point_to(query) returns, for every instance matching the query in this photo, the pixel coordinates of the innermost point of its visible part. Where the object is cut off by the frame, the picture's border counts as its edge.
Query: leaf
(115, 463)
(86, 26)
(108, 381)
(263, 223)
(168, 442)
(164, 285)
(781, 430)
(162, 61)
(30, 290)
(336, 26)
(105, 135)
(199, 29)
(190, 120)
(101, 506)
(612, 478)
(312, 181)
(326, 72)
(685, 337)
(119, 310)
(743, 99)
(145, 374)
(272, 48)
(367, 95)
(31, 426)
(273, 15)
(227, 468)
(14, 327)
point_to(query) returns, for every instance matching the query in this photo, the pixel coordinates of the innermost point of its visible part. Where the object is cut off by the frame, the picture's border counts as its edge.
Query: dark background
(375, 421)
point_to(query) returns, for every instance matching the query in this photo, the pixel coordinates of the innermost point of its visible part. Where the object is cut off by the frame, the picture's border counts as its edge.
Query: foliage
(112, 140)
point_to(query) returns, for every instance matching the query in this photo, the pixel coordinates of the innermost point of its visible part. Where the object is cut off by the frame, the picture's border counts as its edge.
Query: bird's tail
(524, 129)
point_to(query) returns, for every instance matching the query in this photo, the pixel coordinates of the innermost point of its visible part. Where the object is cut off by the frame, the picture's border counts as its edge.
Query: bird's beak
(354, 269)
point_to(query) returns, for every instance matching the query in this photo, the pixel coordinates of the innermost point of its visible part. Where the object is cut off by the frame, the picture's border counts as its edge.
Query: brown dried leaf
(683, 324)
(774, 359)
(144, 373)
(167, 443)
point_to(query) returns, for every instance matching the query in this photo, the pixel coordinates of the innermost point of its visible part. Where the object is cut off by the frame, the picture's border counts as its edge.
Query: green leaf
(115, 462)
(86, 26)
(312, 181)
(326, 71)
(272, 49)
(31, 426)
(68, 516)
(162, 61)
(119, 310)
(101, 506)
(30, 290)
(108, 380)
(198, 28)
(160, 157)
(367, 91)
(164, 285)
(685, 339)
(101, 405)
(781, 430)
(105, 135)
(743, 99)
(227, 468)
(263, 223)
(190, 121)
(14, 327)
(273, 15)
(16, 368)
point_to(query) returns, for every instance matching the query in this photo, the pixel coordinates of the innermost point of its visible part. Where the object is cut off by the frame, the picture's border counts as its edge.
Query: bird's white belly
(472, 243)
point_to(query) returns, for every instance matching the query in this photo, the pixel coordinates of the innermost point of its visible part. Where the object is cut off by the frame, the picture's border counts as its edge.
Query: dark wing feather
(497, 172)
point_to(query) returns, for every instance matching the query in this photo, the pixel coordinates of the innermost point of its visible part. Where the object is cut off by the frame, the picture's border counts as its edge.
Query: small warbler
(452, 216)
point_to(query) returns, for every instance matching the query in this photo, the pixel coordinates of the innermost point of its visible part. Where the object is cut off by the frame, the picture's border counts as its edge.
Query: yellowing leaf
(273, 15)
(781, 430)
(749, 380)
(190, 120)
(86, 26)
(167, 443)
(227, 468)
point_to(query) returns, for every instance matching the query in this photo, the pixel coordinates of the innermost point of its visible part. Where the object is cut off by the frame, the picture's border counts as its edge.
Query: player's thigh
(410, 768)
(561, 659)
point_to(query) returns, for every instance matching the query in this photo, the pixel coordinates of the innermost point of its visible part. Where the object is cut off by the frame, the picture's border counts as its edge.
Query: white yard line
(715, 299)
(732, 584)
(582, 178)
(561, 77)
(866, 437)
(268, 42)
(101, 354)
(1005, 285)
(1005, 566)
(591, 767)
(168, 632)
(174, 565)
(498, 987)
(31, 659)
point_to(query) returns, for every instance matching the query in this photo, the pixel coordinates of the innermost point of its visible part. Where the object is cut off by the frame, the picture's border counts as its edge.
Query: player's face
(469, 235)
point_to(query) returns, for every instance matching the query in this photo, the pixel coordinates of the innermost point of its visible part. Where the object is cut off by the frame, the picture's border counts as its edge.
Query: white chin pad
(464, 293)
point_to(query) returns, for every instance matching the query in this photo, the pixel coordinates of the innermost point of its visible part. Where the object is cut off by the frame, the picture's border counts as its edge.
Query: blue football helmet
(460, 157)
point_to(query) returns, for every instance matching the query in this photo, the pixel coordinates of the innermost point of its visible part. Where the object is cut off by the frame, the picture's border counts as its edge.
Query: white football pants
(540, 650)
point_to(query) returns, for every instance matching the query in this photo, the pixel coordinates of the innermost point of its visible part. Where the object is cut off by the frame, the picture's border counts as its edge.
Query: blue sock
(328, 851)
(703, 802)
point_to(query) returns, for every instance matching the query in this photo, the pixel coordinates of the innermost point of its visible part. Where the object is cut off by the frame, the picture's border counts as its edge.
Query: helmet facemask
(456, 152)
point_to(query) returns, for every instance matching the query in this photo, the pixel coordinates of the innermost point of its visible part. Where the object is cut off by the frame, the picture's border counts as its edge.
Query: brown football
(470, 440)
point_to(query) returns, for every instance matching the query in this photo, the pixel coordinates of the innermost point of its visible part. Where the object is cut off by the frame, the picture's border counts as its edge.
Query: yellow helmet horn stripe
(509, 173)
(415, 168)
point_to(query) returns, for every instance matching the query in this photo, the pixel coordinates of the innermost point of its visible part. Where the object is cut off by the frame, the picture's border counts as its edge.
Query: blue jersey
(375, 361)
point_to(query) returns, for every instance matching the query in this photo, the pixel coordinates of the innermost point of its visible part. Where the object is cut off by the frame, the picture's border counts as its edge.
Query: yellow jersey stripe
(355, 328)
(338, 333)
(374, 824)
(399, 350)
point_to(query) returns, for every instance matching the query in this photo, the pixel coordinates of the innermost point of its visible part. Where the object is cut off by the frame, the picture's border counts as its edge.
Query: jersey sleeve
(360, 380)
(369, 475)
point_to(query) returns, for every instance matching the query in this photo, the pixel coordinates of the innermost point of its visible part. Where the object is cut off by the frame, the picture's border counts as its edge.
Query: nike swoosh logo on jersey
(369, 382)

++++++++

#### What you should do:
Word for word, restate all of the data shown above.

#### Exercise result:
point_to(query) returns, for every instance matching the query in this photo, the pixel coordinates of the innermost point of its visible part. Where the object is cut off by the frame, the picture's border counts as its edge.
Query: leaf
(115, 463)
(86, 26)
(108, 381)
(263, 223)
(168, 442)
(164, 285)
(781, 430)
(162, 61)
(30, 290)
(336, 26)
(105, 135)
(199, 29)
(190, 120)
(101, 506)
(612, 478)
(312, 181)
(326, 72)
(685, 337)
(119, 310)
(743, 99)
(145, 374)
(272, 48)
(367, 95)
(31, 426)
(273, 15)
(227, 468)
(14, 327)
point_to(query) returns, for every instance matching the query in this photo, the pixel coordinates of the innermost point of its visible part. Where the object is cut off by the frame, the picture's border counts as its edge.
Query: dark background
(375, 421)
point_to(query) returns, for every instance matching the query in this photo, the pixel coordinates of the innermost point of its visible part. Where the object is cut off by the frame, the picture's border counts as its edge.
Query: foliage
(112, 140)
point_to(query) returns, for every instance matching the query in this photo, the pixel coordinates of the innermost point of its visible part. Where the object is cut off by the frame, the picture's border counts as its edge.
Query: bird's tail
(524, 129)
point_to(query) returns, for every instance matching the query in this photo, the pixel coordinates of the innermost point of its visible part. Where the object is cut off by the frame, the picture's border counts as its edge.
Query: bird's beak
(354, 269)
point_to(query) returns, for every instance matching the query in this photo, the pixel coordinates of the innermost point of its visible part. Where the object is cut off by the frame, the picture's border counts as its edge.
Query: brown dried leaf
(683, 324)
(774, 359)
(144, 373)
(167, 443)
point_to(query) returns, for every instance matching the query in this photo, the pixel coordinates of the innermost point of its visible part. Where the object is cut off by the frame, the picture's border counts as its edge.
Query: green leaf
(115, 462)
(86, 26)
(312, 181)
(326, 71)
(272, 49)
(31, 426)
(68, 516)
(162, 61)
(119, 310)
(101, 506)
(30, 290)
(108, 380)
(198, 28)
(160, 157)
(367, 91)
(164, 285)
(685, 339)
(101, 405)
(781, 430)
(105, 135)
(743, 99)
(227, 468)
(263, 223)
(190, 121)
(14, 327)
(273, 15)
(16, 368)
point_to(query) returns, for every instance matching the query in this photo, the pixel coordinates of the innermost point of its visible part. Where the object is cut off by the frame, the picture's border counts as its edge.
Query: bird's white belly
(472, 243)
point_to(query) returns, for every instance matching the query in this photo, the pixel coordinates of the innermost point of its visible part. Where the object is cut off by the frame, the picture's border counts as its edge.
Query: dark wing feather
(497, 172)
point_to(query) returns, for every instance matching the query in this photo, the pixel coordinates of the innermost point of its visible part. Where the object is cut off by the frame, the picture's border counts as its edge.
Query: small warbler
(452, 216)
point_to(query) returns, for every instance matching the query in this photo, the pixel coordinates of the innermost point of its visible part. Where the object is cut off by the frame, the picture's border counts as its edge.
Query: yellowing leaf
(273, 15)
(781, 430)
(749, 380)
(190, 120)
(86, 26)
(167, 443)
(227, 468)
point_to(query) returns, for every instance matching the query in this photo, the pixel coordinates of the innermost point of its visible part. Where the object is cut off by the frame, the picture's border counts as its edge.
Query: player's thigh
(410, 768)
(561, 659)
point_to(query) returns, for every instance matching the query in this photo, the pixel coordinates of the innermost point of its visible part. Where the object is cut off by the frame, the picture's border counts as its edge.
Query: white yard line
(715, 299)
(732, 584)
(582, 178)
(561, 77)
(866, 437)
(268, 42)
(101, 354)
(1005, 285)
(1005, 566)
(591, 767)
(168, 632)
(174, 565)
(498, 987)
(31, 659)
point_to(query) returns, for every instance matching the query in this photo, the pixel coordinates of the innermost point of its visible part. Where the object is cut off by the frame, the picture's border counts as its edge.
Query: player's face
(469, 235)
point_to(query) returns, for every instance matching the query in this photo, the pixel coordinates of the innermost point of its visible part. Where the object is cut off by the frame, the picture's border counts as its edge.
Query: white chin pad
(464, 293)
point_to(query) returns, for every instance matching the query in this photo, the pixel coordinates of the innermost point of its visible part. Where the object is cut off by the frame, the picture's border counts as its edge.
Query: blue football helmet
(460, 157)
point_to(query) returns, for every instance matching the query in this photo, the pixel coordinates of the innermost point of its visible part. Where the object is cut off by the frame, the picture's border counts as its edge.
Query: white football pants
(540, 650)
point_to(query) returns, for every instance matching the query in this photo, the pixel coordinates of the innermost point of its visible part. Where the object is cut off by the frame, the picture's border counts as its edge.
Query: blue sock
(328, 851)
(703, 802)
point_to(query) returns, for every instance matching the query in this photo, the pixel coordinates of the innermost point of its visible part. Where the object is cut off by the frame, the picture's border counts as its edge.
Query: helmet facemask
(456, 152)
point_to(query) returns, for every instance matching the query in this photo, the pixel coordinates of the innermost point of its visible part. Where the object is cut off by the frame, the picture's border counts as its edge.
Query: brown football
(470, 440)
point_to(query) returns, for every instance matching the query in this photo, the pixel coordinates of the innermost point of its visible part. Where the object is cut off by the frame, the picture's border counts as its edge.
Query: yellow helmet horn stripe
(509, 173)
(415, 168)
point_to(query) returns, for every instance matching the query in this photo, the pixel coordinates of the innermost point of its visible part. Where the object is cut off by the frame, the picture's border counts as its edge.
Query: blue jersey
(375, 361)
point_to(query) returns, for every instance matching the query in this photo, the pixel coordinates of the innermost point of its visible part. Where the object is cut off by the frame, the picture's border counts as its edge.
Query: yellow jersey stripe
(355, 328)
(338, 333)
(374, 824)
(399, 350)
point_to(query) returns, for every instance matching the query in this photo, the pixel coordinates of the innermost point of its visible part. Where the object is cut off by the frame, the picture's border counts as its edge.
Query: jersey sleeve
(360, 380)
(369, 475)
point_to(query) returns, for every instance matching the query in this photo, the pixel coordinates of the innermost point of its visible part. Where the object is cut off by the frame, the picture's border counts as its edge.
Query: nike swoosh logo on jersey
(369, 382)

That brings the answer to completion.